**Task to carry out:**
Your task is to repeat the entries underneath exactly, minus the pictures.

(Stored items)
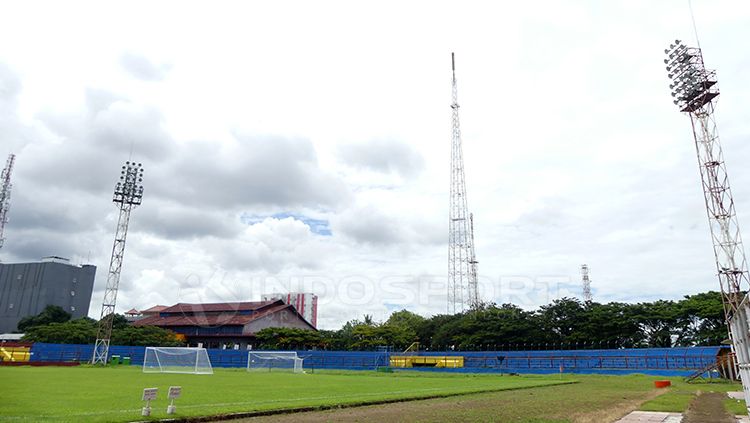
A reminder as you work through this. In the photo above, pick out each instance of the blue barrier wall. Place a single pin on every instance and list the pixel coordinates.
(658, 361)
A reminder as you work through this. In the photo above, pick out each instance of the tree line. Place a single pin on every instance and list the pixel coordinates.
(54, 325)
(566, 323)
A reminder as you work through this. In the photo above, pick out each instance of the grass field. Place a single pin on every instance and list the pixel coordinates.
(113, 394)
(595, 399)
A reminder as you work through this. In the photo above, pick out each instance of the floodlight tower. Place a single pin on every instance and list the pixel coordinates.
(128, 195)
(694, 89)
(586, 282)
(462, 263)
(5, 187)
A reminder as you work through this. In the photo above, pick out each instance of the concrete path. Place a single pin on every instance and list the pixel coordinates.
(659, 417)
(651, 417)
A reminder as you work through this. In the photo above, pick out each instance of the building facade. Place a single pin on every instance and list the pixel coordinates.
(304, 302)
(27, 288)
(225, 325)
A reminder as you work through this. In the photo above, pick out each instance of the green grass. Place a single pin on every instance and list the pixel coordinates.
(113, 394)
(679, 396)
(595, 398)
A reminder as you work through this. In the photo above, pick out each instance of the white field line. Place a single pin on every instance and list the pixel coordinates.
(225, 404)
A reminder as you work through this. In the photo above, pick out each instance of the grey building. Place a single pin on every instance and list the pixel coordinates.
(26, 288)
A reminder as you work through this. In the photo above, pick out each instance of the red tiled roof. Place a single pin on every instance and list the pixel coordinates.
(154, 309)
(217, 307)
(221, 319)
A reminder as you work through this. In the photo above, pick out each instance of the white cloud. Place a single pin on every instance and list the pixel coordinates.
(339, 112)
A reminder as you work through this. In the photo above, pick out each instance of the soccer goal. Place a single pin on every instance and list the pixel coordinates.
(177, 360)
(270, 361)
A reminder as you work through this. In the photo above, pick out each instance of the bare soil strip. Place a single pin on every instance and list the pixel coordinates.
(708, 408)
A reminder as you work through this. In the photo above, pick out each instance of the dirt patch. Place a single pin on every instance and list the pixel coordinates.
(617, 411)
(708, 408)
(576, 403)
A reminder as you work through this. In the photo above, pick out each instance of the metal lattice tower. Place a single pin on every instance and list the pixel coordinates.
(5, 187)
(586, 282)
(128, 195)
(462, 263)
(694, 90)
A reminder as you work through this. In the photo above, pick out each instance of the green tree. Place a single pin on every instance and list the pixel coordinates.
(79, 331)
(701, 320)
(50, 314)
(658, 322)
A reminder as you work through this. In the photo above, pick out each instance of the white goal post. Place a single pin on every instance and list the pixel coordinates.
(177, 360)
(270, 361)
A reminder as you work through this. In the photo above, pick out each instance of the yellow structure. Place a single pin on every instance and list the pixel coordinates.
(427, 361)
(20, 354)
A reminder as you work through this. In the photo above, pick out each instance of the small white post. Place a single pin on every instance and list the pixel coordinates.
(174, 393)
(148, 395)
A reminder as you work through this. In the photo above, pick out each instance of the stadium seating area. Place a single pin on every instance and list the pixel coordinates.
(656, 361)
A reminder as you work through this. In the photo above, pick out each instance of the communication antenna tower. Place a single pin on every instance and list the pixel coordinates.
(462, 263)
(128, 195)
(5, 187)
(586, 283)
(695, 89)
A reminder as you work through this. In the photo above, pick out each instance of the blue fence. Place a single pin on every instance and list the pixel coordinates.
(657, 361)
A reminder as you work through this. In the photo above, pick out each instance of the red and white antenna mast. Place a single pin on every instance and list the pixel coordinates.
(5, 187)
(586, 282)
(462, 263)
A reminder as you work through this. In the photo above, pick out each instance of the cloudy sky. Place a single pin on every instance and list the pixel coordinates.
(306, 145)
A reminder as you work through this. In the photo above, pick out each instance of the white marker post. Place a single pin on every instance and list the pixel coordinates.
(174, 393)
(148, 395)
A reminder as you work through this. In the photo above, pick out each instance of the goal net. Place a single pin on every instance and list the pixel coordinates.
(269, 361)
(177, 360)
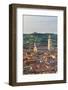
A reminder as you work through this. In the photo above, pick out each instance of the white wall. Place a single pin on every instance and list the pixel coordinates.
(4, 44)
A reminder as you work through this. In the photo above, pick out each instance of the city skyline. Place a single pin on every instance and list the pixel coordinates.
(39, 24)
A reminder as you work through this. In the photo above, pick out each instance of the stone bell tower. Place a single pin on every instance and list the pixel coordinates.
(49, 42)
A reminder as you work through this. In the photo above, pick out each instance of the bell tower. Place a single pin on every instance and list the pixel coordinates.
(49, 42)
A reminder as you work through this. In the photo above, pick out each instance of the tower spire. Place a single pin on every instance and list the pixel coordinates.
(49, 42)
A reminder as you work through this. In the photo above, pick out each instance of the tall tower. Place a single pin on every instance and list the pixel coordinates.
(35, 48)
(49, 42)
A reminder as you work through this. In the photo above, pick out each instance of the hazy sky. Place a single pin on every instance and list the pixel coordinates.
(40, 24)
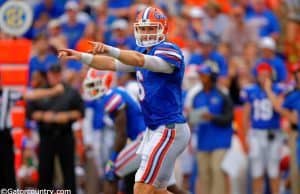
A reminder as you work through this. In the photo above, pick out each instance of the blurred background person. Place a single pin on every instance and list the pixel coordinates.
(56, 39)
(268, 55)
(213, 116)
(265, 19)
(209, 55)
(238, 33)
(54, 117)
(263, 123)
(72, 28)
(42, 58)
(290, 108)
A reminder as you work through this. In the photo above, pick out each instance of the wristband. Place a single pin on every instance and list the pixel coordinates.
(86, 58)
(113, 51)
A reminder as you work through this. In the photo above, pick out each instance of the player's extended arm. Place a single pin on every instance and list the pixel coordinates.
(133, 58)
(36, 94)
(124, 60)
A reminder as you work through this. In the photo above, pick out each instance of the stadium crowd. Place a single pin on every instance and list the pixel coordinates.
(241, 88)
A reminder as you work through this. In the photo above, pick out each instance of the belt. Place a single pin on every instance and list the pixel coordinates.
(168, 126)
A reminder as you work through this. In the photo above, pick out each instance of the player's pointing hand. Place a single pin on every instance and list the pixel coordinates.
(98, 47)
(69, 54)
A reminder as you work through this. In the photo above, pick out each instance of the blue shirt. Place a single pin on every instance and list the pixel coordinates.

**Solution for this exercise:**
A reminder as you work through this. In the photo above, pick out each instance of the blue barrier wall. Place a single pin on every instance and list the pixel coordinates.
(658, 361)
A reminder as you work through this. In the photo above, pick out each instance of the tree line. Place a single pin on every instance and list the pixel coordinates.
(54, 325)
(566, 323)
A reminder as you work through this. In the photo above, pick out each instance of the grass field. Place a single pin on every instance and list the pixel coordinates.
(113, 394)
(595, 399)
A reminder as you work through this. In the photo above, pick out each instance of the floodlight tower. Place a single pin on every instance and list the pixel coordinates.
(128, 195)
(694, 89)
(586, 282)
(462, 263)
(5, 187)
A reminder as you work through this. In the photo above, pick out each instance of the concrete path. Place a single pin on every instance and list the pixel coordinates.
(659, 417)
(651, 417)
A reminder as you work through this. In the photo above, pick out each instance of the building facade. Place a single pin on every instance and list the pixel coordinates.
(304, 302)
(27, 288)
(225, 325)
A reminder as you work through this. In the photo above, pick out each instance of the green grass. Place a single pin on every instance and list the pixel coordinates.
(113, 394)
(679, 396)
(595, 398)
A reminder as you work through this. In the photo above, pick out each instance of the white field line. Place a single pin on every instance and list the pixel coordinates.
(225, 404)
A reminder as you work through this. In the photo above, pick out each instance of the grey building. Place a single pin on every instance and list the pixel coordinates.
(26, 288)
A reminder as you work through this. In the photo above, pick out each instance of the red tiled roof. Place a single pin on every instance and list the pixel coordinates.
(154, 309)
(217, 307)
(221, 319)
A reminder as you work through this. In the photo above, pick out each instance of the white cloud. Place a single pin on every instance and list the pixel coordinates.
(339, 112)
A reminder as you work through this. In the photo above, pick out each instance of the soccer goal. Place a single pin on every instance and list the pixel coordinates.
(177, 360)
(270, 361)
A reminder as you work through this. In the photo above, pick out each instance of the bare soil strip. Place a single pin on every instance and list the pixel coordinates.
(708, 408)
A reminder as you work through this. In the photo above, pick out each instance of the dirt patch. Place a single pin on every instance and list the pixel coordinates.
(617, 411)
(708, 408)
(576, 403)
A reminder as you work through this. In the photo above, pick out each instance of the metal lattice tower. Place a single pin on every instance and list the pixel coordinates.
(5, 187)
(586, 282)
(128, 195)
(462, 263)
(694, 90)
A reminder as you work through this. In the photo above, pick out each instance of the green tree. Place a single pin on every instance and list the pixel coordinates.
(79, 331)
(701, 320)
(50, 314)
(658, 322)
A reminder as you work through this. In the photo above, pick out each instance of the white goal post. Place a single pin on every instance and list the pixel coordinates.
(177, 360)
(270, 361)
A reminder as you work through this. In the photo above, pick out each instance of the yellow structure. Place a single pin on every instance and list the pixel coordinates.
(427, 361)
(20, 354)
A reminder as you work through this. In the photo above, pick out each instance of the small white post. Place a single pin on every instance and list the pixel coordinates.
(174, 393)
(148, 395)
A reminder as you work through this. In the photo above, pick out each instance of the stadium seating area. Place a single pin on every instance and list the pixel coordinates.
(656, 361)
A reminder as you work through this. In the photo above, pick out each instance of the communication antenna tower. Place a single pin on every instance and list the pixel coordinates.
(462, 263)
(128, 195)
(5, 187)
(586, 283)
(695, 89)
A reminder as you work through this. In the photo above, pick out each instance of the blue fence. Place a single pin on every instance and list the pixel coordinates.
(657, 361)
A reminder as you work through this. In the photo above, pick out each instance of the red and white antenna mast. Place a single pin on every instance and list the pixel coordinates.
(5, 187)
(586, 282)
(462, 263)
A reminder as you work through this. In the photo above, pick out each instance of the cloudy sky. Place a single pin on every instance and list the pixel coordinates.
(306, 145)
A reminder as you work through this. In the photo above, pick out each instance of the white marker post. Place a single pin on every instance and list the pixel coordinates.
(174, 393)
(148, 395)
A reminder as you work through this. In the photo above, pick out each instance of the goal net. Place a single pin on every instance and list the pixel coordinates.
(269, 361)
(177, 360)
A reminder as you work through this. In the photo above, pick out each instance of the white wall. Place a single pin on every instance and list the pixel coordinates.
(4, 44)
A reminder as you work through this. In the photo above, pick out each instance of the city skyline. Place a single pin on every instance and list the pixel coordinates.
(39, 24)
A reminder as you work through this. In the photo above, pick out each instance of the stone bell tower. Place a single pin on every instance and list the pixel coordinates.
(49, 42)
A reminder as you work through this. In the photo above, pick out each instance of the bell tower. Place a single pin on every instance and list the pixel coordinates.
(49, 42)
A reminder as you work through this. In the photo above, pick out each instance of the tower spire. Place a single pin on every instance and list the pixel coordinates.
(49, 42)
A reminder as you work through this. In the photo above, pick out each instance of the tall tower. Place a single pin on every instance and list the pixel coordinates.
(35, 48)
(49, 42)
A reminder as you work through this. In the photo above, pick out each instance of the hazy sky. Place a single pin on every instance and list the pixel coordinates.
(40, 24)
A reminder as you work through this. In the photo above, pick out each instance of the blurred background person. Place a single pin on every instance and list the pixel coordinates.
(56, 39)
(268, 55)
(213, 116)
(265, 19)
(209, 55)
(238, 33)
(54, 117)
(263, 123)
(72, 28)
(42, 58)
(290, 108)
A reminder as you work through this. In the photo above, pick out each instance of the wristband. Place a single pin on every instance and list the pixel coordinates.
(86, 58)
(113, 51)
A reminder as you work through this. In the photo above, pick out each instance of the player's extended arm. Place a single pin on every instance and list the pixel coordinates.
(133, 58)
(36, 94)
(124, 60)
A reminder as you work through this. In the photo above, pick out each instance of the stadium crowd. Place a single pin on every instance and list the pixel coordinates.
(241, 88)
A reminder as you work through this. In the photo above, pick out each instance of the belt. Place a single pin on every instance and list the pixel coordinates.
(168, 126)
A reminder as you work through this. In the photo above, pick out each instance of the player's pointing hand. Place a single pin on every instance and list the pixel coordinates.
(98, 47)
(69, 54)
A reminder as you work through this. In the photo above, pick out each instance of the blue shirt. Place a single pin on every instance and list the pixel coordinates.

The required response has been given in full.